Assignment:
Without leaving anything out, print every line of the data.

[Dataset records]
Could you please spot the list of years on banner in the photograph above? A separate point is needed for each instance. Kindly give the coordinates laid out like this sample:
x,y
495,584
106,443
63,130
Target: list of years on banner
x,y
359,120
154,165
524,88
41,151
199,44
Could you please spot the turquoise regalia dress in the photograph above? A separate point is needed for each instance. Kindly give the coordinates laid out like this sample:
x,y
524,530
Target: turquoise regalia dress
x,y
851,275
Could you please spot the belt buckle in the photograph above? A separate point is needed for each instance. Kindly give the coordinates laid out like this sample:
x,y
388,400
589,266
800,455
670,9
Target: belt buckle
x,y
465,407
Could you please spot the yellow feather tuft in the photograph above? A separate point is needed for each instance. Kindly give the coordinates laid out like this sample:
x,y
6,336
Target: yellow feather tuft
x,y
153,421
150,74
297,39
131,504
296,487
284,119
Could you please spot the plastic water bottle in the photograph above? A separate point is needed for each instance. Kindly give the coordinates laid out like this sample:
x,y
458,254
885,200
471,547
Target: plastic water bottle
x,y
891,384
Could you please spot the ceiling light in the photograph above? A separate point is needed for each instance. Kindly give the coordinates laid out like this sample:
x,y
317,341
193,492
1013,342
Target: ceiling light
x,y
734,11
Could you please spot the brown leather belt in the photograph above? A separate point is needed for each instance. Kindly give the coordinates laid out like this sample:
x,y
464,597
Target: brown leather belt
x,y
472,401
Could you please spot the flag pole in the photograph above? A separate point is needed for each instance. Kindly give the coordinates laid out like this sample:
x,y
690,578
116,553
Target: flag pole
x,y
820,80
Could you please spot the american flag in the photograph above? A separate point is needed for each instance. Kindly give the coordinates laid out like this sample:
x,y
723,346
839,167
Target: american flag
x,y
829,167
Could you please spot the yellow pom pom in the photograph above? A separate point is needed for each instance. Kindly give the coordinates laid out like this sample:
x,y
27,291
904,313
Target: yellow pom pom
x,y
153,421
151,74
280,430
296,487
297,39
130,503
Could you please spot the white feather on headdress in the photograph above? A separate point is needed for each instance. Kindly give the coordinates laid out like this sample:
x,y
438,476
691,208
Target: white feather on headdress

Answer to the exercise:
Could you please spot the list of years on banner in the photograph above? A separate point is needed for each instance. Kindly give the coordinates laid out like this sample:
x,y
495,584
106,443
63,130
Target: list of years on banner
x,y
359,120
154,165
524,88
41,151
199,44
Could you please spot the turquoise regalia dress in the photograph above? A separate point is needed for each instance. Kindly give the coordinates laid out like this sample:
x,y
524,530
Target: turquoise regalia dress
x,y
851,275
Could you please spot the belt buckle in the photograph above? A separate point is needed for each instance. Kindly give the coordinates laid out like this sample:
x,y
388,400
589,266
800,455
670,9
Target: belt buckle
x,y
465,407
Could you please spot the yellow feather tuft in the photograph above? A separate point is needed for each instance. Kindly give the coordinates laid out like this sample:
x,y
6,336
Target: yellow feather tuft
x,y
153,421
150,74
297,39
131,504
296,487
284,119
Could you please spot the plastic water bottle in the photograph above? A separate point is needed for each instance. Kindly give the coordinates laid out like this sample:
x,y
458,254
885,200
471,547
Target: plastic water bottle
x,y
891,384
Could you please spot the ceiling light in the photograph above? A separate point is needed for each instance. Kindly give the coordinates laid out like this sample:
x,y
317,341
193,492
1013,342
Target: ceiling light
x,y
734,11
Could you please spot the brown leather belt in the photograph above? A separate point is needed for each instance. Kindly give the coordinates laid out like this sample:
x,y
464,597
Target: brown leather belt
x,y
472,401
Could you please spot the flag pole in the photograph above? A separate point is needed for each instance. Kindly give the coordinates laid out like this sample:
x,y
690,578
116,553
Target: flag pole
x,y
820,80
Could you please spot the american flag in the photograph above? A separate point is needed for each instance. Kindly give the coordinates laid out like this sample:
x,y
723,346
839,167
Target: american flag
x,y
829,167
Could you please spot the yellow pom pom in the photograph above? A separate point is needed for each instance. Kindly give the coordinates laid out like this sample:
x,y
27,291
904,313
Target: yellow pom pom
x,y
153,421
151,74
280,430
296,487
297,39
130,503
Could you please spot the white feather on headdress in the photograph above? A separate point is needed for each instance. Kindly give the coordinates laid out like this sample:
x,y
438,476
691,208
Target: white feather on headdress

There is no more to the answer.